**Data lines:**
= = = = =

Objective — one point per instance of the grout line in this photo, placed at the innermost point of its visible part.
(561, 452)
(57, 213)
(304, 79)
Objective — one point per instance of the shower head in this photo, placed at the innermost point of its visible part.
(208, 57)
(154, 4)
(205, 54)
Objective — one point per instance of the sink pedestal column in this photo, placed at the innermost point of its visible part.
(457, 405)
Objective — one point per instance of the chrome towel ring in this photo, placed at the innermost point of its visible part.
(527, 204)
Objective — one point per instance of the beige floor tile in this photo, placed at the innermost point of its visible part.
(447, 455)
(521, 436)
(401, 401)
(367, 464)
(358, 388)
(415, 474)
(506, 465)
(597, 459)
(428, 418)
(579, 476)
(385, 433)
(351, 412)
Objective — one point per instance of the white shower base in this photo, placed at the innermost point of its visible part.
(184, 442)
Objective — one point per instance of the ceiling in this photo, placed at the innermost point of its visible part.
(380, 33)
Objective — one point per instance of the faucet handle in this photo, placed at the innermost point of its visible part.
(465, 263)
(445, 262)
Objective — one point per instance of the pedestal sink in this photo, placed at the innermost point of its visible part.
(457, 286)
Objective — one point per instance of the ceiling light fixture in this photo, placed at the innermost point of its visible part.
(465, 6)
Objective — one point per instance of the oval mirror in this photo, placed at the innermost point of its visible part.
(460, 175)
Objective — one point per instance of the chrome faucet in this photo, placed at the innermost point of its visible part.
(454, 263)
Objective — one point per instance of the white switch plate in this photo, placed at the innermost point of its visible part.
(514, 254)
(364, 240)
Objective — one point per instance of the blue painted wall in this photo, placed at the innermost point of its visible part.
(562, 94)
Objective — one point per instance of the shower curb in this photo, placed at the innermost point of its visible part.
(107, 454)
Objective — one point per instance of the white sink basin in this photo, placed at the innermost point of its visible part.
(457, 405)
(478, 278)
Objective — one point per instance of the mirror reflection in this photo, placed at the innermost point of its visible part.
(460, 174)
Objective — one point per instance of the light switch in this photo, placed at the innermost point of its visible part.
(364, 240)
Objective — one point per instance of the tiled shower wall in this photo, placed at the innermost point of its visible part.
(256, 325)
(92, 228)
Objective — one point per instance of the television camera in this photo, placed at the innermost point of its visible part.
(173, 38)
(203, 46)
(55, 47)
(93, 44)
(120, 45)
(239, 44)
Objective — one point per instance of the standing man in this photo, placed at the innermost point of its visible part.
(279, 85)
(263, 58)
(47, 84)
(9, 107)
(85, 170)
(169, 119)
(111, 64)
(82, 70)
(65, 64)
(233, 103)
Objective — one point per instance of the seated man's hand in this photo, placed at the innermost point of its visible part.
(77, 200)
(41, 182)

= = = = =

**What the task requires:**
Repeat exactly the lines from the line containing "Objective — one point per instance of the television" through the end of the listing above; both boundary lines are part of the output.

**Written answer:**
Objective — one point per instance of the television camera in this photo, placed at the innermost point of its visible part.
(173, 38)
(203, 46)
(55, 47)
(93, 44)
(120, 45)
(239, 44)
Objective — one point per instance of the standing man in this photo, placed at the innermost point of its visible part.
(279, 85)
(263, 58)
(47, 84)
(9, 107)
(85, 170)
(169, 119)
(111, 64)
(82, 70)
(65, 64)
(233, 103)
Objective — one point per instance of the seated man's hand in this photo, placed at the innermost point of its visible part.
(77, 200)
(41, 182)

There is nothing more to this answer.